## [Task to complete]
Render the following sentence from the reflection on time and milestones into Spanish: "And somehow, what we think about time in our own lives, if we think about it at all, gets challenged a little bit."

-------- Source document --------

If you’ve never really given much thought to your own perspective on Time…well…congratulations. You clearly have more important things to do. But if you’re curious to learn more about what others think about Time and it’s nature, there are ways to find out that out. What I am about to say is not pastoral care advice. But, if you’re ever curious about what people who really think about time and what it means are saying or theorizing about time—again, not pastoral care advice—you can simply check out the Wikipedia article entitled simply “Time.” And don’t say I didn’t warn you. I will set aside some office hours for those of you who make it all the way through. It’s a mind bender.

But however an individual views time in their own life, every so often, maybe every year, maybe every 10 years, or maybe ever 100 years, a milestone or special anniversary comes around, maybe in our own lives, or in the lives of others. And somehow, what we think about time in our own lives, if we think about it at all, gets challenged a little bit. And there is a reason for that.

Because as we hit milestones in our lives, we are met with agreements that other people have made. See, psychologists tell us milestones and anniversaries are actually social contracts or agreements that society makes. And those social contracts have all the things that go with them. Cards in the Walgreen’s aisle for birthdays that start 1, 2, 3…usually all the way up to 12 or so, then 16, then 18 maybe, then 21…then sort of a skip to 30, and then it happens…40, 50…. There are special parties or going a little more out of the way to remember those milestones, with surprises maybe, or even trips for some. There are even common phrases or sentiments that someone turning…say…forty years old…might hear more times than he cares to. Like, “I thought my thirties were going to great, but my forties were the best.” That’s kind of nice. But then there’s also ones like this. “Forty was actually pretty great, it was fifty that was really hard.” Yikes. These are voices that are attaching to the idea that these milestones are measuring sticks of lives.

But then there are other voices one hears. There’s the good old: “Age is just a number.” Or “You’re only as young as you feel.” These are phrases we hear all the time around these special occasions. Sure, they might make us feel a little old. But they are part of a much bigger, much longer conversation that’s been going on a long, long, time.

-------- Data supplied --------

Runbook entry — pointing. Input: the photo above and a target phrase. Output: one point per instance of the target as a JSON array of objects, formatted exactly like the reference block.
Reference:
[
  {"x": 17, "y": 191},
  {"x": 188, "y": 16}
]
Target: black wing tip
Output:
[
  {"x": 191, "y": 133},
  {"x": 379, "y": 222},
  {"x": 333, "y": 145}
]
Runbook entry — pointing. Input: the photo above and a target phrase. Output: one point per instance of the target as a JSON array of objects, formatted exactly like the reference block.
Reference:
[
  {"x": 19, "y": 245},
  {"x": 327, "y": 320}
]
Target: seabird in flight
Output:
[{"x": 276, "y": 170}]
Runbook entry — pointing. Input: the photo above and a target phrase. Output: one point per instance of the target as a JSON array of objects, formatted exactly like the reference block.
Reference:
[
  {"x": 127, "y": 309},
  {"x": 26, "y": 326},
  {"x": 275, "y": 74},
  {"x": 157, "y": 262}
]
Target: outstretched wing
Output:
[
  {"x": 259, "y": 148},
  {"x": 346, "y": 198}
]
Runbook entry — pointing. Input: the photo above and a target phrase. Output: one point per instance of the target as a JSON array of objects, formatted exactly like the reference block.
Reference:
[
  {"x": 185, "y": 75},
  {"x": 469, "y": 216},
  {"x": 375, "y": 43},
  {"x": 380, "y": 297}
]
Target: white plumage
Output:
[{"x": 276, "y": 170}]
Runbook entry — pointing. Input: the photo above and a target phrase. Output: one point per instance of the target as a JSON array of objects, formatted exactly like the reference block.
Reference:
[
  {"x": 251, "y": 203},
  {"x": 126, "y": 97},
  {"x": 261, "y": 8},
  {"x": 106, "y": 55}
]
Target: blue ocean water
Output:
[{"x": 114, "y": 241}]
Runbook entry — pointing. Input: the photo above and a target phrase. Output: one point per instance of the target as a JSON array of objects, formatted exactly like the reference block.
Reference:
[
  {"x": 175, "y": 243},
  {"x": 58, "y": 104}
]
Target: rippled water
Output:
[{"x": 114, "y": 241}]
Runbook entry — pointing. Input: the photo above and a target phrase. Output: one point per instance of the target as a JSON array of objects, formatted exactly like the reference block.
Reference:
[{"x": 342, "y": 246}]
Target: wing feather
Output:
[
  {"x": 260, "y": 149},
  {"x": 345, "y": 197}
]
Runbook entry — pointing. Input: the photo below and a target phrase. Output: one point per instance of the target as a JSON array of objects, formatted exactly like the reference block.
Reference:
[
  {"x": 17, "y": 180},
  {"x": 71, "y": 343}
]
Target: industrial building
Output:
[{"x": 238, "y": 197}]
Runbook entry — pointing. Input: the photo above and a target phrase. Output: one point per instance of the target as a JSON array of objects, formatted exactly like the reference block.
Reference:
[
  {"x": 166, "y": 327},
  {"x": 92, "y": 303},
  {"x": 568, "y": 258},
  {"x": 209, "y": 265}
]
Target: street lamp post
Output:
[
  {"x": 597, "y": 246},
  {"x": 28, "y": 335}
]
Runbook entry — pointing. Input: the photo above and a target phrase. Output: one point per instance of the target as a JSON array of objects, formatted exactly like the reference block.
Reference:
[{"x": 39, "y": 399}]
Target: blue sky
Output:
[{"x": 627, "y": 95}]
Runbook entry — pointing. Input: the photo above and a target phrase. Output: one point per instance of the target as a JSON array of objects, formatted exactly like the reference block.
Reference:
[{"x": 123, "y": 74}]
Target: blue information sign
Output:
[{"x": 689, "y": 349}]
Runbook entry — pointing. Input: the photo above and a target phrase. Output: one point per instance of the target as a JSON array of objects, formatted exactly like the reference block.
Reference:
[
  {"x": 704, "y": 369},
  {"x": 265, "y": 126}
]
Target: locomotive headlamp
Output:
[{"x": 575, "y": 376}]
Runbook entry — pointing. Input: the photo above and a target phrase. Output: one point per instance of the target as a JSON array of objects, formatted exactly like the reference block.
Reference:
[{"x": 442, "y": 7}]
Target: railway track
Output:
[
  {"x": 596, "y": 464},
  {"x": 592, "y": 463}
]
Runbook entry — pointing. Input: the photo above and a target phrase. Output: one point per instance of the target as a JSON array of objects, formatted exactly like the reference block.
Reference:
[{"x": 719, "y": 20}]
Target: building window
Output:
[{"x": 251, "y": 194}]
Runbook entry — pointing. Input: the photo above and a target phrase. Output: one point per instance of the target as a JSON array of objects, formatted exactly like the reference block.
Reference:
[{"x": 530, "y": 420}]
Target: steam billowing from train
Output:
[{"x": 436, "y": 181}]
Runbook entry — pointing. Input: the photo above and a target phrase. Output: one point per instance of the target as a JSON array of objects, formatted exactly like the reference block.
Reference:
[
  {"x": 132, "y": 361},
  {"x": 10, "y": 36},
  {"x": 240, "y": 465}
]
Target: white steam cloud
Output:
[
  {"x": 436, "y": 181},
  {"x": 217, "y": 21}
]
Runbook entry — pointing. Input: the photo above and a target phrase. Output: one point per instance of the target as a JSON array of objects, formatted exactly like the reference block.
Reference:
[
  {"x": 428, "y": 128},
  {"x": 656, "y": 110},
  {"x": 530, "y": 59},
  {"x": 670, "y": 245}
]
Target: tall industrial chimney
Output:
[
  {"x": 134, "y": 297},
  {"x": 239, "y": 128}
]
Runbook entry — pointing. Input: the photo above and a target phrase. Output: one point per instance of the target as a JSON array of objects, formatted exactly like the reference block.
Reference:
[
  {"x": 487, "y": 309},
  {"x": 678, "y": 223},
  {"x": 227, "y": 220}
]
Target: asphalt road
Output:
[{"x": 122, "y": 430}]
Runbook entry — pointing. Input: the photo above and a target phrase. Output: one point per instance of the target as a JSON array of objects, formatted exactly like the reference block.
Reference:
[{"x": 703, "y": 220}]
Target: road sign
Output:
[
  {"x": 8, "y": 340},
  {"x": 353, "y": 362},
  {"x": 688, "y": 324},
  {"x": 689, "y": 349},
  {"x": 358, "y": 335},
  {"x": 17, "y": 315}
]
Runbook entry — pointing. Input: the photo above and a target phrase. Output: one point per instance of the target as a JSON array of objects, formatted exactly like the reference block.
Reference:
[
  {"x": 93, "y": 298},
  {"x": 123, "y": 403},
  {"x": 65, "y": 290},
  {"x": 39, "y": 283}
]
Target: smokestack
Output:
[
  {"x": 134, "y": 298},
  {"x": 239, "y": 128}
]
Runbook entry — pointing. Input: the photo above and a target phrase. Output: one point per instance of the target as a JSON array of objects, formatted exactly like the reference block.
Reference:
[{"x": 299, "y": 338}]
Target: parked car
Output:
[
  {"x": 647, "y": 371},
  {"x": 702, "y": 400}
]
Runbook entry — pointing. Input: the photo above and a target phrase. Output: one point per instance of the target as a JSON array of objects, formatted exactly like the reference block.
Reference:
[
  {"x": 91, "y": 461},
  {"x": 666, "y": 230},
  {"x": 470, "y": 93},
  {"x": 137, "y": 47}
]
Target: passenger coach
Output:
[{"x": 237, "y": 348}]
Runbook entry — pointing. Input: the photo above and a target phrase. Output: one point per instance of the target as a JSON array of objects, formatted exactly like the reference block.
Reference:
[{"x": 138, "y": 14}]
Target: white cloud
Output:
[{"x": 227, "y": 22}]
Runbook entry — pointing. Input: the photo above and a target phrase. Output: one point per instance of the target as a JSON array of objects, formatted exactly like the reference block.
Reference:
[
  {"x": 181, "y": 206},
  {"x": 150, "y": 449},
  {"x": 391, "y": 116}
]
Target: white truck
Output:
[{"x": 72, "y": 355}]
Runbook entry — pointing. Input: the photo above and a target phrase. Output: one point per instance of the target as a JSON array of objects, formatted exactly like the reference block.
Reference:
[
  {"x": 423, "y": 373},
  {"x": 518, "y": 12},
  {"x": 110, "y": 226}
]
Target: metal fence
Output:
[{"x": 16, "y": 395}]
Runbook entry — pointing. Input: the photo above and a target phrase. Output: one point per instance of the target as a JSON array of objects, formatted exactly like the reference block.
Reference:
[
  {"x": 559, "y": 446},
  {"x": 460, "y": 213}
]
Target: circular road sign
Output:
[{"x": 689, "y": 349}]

--------

## [The result]
Y, de algún modo, lo que pensamos sobre el tiempo en nuestras propias vidas, si es que llegamos a pensar en ello, se ve un poco cuestionado.